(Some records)
+++++

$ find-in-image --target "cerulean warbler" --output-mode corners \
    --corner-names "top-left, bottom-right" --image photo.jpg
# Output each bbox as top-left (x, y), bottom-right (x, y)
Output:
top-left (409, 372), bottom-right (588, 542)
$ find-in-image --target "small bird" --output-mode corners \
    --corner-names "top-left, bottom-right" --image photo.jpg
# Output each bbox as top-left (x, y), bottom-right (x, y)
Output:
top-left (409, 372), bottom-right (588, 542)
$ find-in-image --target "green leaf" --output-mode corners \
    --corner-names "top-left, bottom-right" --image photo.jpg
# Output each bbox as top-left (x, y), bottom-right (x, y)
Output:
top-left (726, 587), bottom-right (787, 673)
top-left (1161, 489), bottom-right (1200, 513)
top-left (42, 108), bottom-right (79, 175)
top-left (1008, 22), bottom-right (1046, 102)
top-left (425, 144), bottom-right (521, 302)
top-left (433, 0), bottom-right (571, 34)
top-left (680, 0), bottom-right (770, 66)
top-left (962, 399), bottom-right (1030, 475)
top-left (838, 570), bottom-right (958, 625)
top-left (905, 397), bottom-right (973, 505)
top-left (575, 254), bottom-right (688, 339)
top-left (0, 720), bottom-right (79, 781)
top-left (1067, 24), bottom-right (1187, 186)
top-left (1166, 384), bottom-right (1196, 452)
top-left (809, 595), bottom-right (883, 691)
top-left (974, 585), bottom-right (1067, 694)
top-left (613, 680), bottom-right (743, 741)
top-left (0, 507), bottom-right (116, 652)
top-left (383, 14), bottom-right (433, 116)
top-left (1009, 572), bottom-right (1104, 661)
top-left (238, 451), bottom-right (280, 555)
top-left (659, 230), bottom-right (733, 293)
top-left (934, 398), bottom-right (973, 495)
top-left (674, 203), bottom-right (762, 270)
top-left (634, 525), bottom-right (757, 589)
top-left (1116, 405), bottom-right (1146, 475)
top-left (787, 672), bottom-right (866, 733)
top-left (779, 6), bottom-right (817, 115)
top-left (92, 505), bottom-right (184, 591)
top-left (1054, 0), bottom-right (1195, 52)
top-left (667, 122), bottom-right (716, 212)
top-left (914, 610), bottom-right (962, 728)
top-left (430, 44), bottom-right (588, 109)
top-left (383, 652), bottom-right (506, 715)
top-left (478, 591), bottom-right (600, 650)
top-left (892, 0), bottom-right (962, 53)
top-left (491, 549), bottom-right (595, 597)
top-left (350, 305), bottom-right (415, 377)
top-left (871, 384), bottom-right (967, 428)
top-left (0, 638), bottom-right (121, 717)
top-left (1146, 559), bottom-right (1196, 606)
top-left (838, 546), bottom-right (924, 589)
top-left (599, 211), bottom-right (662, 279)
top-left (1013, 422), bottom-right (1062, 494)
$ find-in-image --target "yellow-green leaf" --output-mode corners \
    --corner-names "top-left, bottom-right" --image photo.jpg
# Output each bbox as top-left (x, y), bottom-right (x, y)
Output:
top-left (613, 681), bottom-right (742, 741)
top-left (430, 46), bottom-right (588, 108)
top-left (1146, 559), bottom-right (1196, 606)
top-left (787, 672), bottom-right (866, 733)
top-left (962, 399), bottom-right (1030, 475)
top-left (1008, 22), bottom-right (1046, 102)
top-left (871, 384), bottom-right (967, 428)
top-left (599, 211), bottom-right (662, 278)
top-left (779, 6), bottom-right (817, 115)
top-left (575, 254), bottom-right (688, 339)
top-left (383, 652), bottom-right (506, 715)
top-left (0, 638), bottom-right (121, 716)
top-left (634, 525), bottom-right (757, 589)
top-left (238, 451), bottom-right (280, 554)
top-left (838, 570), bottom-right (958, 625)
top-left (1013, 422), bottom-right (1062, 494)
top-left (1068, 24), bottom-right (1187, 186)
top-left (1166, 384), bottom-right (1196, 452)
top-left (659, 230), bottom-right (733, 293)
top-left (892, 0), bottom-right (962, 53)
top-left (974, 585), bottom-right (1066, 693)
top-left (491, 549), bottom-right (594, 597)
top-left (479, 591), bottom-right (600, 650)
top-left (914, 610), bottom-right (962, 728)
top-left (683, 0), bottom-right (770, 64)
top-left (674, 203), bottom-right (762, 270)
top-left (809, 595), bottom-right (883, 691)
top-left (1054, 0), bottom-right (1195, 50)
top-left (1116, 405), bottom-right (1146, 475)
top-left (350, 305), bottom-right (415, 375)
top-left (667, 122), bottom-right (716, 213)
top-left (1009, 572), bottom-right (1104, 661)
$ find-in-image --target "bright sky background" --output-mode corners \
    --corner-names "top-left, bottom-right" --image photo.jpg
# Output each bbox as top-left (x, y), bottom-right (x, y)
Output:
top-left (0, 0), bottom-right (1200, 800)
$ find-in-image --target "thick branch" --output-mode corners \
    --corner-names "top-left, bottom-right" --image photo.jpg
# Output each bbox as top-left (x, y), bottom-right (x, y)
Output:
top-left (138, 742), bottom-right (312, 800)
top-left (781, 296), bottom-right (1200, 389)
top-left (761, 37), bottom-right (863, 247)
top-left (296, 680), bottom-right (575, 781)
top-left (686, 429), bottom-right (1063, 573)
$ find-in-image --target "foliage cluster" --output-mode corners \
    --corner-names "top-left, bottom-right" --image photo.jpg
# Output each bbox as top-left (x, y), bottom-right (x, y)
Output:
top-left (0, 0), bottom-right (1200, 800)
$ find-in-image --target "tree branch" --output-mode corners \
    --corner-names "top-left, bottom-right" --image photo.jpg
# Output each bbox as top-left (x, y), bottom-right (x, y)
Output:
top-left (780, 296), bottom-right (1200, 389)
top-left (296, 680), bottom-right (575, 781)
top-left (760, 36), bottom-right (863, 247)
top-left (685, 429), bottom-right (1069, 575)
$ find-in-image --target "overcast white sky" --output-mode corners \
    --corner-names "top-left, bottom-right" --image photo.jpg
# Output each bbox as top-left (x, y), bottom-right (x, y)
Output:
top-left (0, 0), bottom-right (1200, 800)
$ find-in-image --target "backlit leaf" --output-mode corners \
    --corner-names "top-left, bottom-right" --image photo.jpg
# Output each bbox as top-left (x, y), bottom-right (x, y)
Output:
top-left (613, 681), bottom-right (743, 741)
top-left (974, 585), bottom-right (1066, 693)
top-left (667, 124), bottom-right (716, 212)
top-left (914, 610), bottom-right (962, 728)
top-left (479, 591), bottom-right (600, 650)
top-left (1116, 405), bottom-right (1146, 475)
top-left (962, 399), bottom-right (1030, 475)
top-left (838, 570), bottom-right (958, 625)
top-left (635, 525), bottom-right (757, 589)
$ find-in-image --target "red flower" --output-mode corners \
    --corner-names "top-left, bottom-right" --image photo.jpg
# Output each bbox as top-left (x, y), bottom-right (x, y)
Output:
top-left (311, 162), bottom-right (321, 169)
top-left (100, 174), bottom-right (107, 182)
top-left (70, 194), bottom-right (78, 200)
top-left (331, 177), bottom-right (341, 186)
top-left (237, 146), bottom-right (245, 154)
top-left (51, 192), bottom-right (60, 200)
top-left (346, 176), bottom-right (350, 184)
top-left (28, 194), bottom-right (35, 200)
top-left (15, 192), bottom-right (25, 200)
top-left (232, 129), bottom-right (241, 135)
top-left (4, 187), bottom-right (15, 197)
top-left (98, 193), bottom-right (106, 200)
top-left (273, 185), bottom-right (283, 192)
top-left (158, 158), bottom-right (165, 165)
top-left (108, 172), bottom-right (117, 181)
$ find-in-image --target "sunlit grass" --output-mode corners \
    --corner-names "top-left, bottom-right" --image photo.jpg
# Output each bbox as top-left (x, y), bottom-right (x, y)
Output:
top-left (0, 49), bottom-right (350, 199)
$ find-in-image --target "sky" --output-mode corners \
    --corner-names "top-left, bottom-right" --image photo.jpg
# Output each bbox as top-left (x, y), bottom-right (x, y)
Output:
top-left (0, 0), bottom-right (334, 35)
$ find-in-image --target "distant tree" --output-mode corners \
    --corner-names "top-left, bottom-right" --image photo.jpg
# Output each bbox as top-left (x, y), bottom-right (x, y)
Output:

+++++

Task prompt = Please identify each line above that contains the string "green" and copy those lines. Letter case counts.

Task solution =
$ find-in-image --target "green leaf" --output-mode corners \
$ find-in-image --target "yellow-green leaf" --output-mode corners \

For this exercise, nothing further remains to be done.